### Exercise brief
Write out, unchanged, the lines from the one holding "Where can you spot the distant hill?" to the close of the listing. Both the first and last lines belong in it.

### Supplied material

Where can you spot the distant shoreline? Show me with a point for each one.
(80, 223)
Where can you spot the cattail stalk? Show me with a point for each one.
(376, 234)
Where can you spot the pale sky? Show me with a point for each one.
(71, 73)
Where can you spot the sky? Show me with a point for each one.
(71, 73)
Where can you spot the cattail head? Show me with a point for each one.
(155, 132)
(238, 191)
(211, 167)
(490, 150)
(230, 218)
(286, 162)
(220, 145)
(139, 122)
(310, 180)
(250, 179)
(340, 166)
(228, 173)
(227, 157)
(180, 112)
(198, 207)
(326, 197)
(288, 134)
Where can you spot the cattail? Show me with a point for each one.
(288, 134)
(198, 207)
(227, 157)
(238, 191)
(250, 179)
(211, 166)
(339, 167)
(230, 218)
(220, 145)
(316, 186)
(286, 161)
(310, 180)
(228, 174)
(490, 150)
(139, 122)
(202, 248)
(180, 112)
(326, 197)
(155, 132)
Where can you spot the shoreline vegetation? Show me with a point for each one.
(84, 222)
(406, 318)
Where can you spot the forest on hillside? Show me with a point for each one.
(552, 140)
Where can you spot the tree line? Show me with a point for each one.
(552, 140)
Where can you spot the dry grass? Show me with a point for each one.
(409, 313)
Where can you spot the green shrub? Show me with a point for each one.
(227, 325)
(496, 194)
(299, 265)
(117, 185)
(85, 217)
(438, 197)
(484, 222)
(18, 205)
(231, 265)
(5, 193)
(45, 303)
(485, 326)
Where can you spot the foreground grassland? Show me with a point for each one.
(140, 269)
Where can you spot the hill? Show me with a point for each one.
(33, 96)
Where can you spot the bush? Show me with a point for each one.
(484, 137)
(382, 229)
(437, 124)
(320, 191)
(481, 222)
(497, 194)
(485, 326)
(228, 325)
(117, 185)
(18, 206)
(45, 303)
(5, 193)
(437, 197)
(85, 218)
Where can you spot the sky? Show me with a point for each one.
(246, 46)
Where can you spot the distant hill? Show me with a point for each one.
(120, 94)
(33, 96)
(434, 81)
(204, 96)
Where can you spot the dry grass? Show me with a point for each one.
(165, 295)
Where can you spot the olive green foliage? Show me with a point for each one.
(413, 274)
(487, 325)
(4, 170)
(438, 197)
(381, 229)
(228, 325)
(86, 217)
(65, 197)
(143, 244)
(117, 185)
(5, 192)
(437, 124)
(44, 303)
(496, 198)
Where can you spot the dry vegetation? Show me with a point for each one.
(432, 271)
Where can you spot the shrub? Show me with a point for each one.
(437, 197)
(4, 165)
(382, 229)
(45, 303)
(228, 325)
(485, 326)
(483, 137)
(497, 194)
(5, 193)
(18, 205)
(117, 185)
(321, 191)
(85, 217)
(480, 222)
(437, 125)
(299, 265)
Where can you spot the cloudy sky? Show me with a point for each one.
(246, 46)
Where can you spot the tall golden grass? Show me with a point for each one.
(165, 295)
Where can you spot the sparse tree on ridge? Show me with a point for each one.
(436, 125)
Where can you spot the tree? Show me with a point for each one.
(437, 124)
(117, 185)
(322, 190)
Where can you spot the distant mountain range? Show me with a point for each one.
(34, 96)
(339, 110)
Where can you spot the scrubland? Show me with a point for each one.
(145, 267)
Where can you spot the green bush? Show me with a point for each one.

### Your response
Where can you spot the distant hill? Show me with a point for each one.
(120, 94)
(33, 96)
(434, 81)
(204, 96)
Where can you spot the dry grass? Show me with a point for each one.
(165, 295)
Where can you spot the olive green foliage? Show me with a point for each one.
(413, 274)
(487, 325)
(4, 170)
(438, 197)
(381, 229)
(228, 325)
(86, 217)
(65, 197)
(143, 244)
(117, 185)
(5, 192)
(437, 124)
(44, 303)
(496, 198)
Where can you spot the dry vegetation? Show me with a point for each one.
(432, 271)
Where can you spot the shrub? Show me with a point for each one.
(437, 197)
(4, 165)
(382, 229)
(45, 303)
(228, 325)
(485, 326)
(483, 137)
(497, 194)
(5, 193)
(18, 205)
(117, 185)
(321, 191)
(85, 217)
(480, 222)
(437, 125)
(299, 265)
Where can you spot the cloudy sky? Show me with a point for each one.
(246, 46)
Where can you spot the tall golden grass? Show me with a point for each one.
(165, 295)
Where can you spot the sparse tree on ridge? Show me with a point for each one.
(436, 125)
Where can you spot the tree? Show me with a point for each one.
(437, 124)
(117, 185)
(322, 190)
Where can you spot the distant mountain range? Show me with a point for each one.
(34, 96)
(339, 110)
Where can you spot the scrubland? Show me with a point for each one.
(145, 267)
Where can you spot the green bush? Show me with a point for each one.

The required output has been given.